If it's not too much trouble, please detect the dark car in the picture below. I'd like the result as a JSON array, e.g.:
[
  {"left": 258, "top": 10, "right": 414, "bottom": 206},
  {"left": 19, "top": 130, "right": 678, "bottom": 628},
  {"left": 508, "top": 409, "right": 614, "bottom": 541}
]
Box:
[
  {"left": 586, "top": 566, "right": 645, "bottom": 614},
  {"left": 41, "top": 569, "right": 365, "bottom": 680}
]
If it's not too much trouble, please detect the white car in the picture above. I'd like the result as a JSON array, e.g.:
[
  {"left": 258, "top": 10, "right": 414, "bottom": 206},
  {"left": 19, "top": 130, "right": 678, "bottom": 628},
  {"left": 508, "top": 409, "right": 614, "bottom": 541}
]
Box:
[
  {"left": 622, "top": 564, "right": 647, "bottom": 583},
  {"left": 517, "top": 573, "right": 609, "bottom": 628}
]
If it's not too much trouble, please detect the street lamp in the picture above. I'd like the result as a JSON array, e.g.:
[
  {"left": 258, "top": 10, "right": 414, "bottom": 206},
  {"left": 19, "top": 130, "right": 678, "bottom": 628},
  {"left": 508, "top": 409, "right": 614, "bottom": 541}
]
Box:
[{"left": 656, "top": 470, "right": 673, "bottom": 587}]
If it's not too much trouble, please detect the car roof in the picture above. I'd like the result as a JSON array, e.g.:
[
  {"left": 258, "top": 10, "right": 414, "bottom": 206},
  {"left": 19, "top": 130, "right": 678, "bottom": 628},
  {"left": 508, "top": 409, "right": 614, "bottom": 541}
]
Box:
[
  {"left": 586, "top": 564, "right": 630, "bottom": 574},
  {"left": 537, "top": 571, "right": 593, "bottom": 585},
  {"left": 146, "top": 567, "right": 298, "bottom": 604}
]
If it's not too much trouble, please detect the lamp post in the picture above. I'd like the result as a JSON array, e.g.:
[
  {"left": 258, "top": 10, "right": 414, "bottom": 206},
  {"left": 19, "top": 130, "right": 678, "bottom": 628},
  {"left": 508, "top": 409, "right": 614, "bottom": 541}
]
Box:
************
**What this task involves:** Lay out every line of the records above as a JSON list of strings, one string per line, with any blank lines omitted.

**Answer:**
[
  "If it's not too much trouble, please detect the dark car in the picture below. I'd like the result as a JSON array, e.g.:",
  "[",
  "  {\"left\": 258, \"top\": 10, \"right\": 414, \"bottom\": 206},",
  "  {\"left\": 19, \"top\": 130, \"right\": 678, \"bottom\": 628},",
  "  {\"left\": 508, \"top\": 409, \"right\": 614, \"bottom\": 541}",
  "]",
  "Box:",
  "[",
  "  {\"left\": 586, \"top\": 566, \"right\": 645, \"bottom\": 614},",
  "  {\"left\": 41, \"top\": 569, \"right\": 365, \"bottom\": 680}",
  "]",
  "If it's not too much trouble, please detect the white car in the picture above. I'd like the result as a JSON array, e.g.:",
  "[",
  "  {\"left\": 258, \"top\": 10, \"right\": 414, \"bottom\": 206},",
  "  {\"left\": 19, \"top\": 130, \"right\": 678, \"bottom\": 628},",
  "  {\"left\": 508, \"top\": 409, \"right\": 614, \"bottom\": 541}",
  "]",
  "Box:",
  "[",
  "  {\"left\": 622, \"top\": 564, \"right\": 647, \"bottom\": 583},",
  "  {\"left\": 517, \"top\": 573, \"right\": 609, \"bottom\": 628}",
  "]",
  "If it's not too much trouble, please detect the street lamp in the picture above. I'd like the result as a JSON array, e.g.:",
  "[",
  "  {\"left\": 258, \"top\": 10, \"right\": 414, \"bottom\": 206},",
  "  {\"left\": 19, \"top\": 130, \"right\": 678, \"bottom\": 628},",
  "  {\"left\": 508, \"top\": 409, \"right\": 614, \"bottom\": 541}",
  "]",
  "Box:",
  "[{\"left\": 656, \"top\": 470, \"right\": 673, \"bottom\": 587}]",
  "If it's not too much trouble, please detect the car roof in the picture above. I'd like the result as a JSON array, e.g.:",
  "[",
  "  {\"left\": 258, \"top\": 10, \"right\": 414, \"bottom\": 206},",
  "  {\"left\": 19, \"top\": 130, \"right\": 678, \"bottom\": 628},",
  "  {\"left\": 508, \"top\": 409, \"right\": 614, \"bottom\": 541}",
  "]",
  "Box:",
  "[",
  "  {\"left\": 586, \"top\": 564, \"right\": 630, \"bottom\": 574},",
  "  {\"left\": 537, \"top\": 571, \"right\": 593, \"bottom\": 585},",
  "  {\"left\": 146, \"top\": 567, \"right\": 298, \"bottom\": 604}",
  "]",
  "If it's not too much trouble, please detect the lamp post in the picture above. I'd like the result as a JSON array, e.g.:",
  "[",
  "  {\"left\": 258, \"top\": 10, \"right\": 414, \"bottom\": 206},",
  "  {\"left\": 19, \"top\": 130, \"right\": 678, \"bottom\": 628},",
  "  {\"left\": 508, \"top\": 409, \"right\": 614, \"bottom\": 541}",
  "]",
  "Box:"
]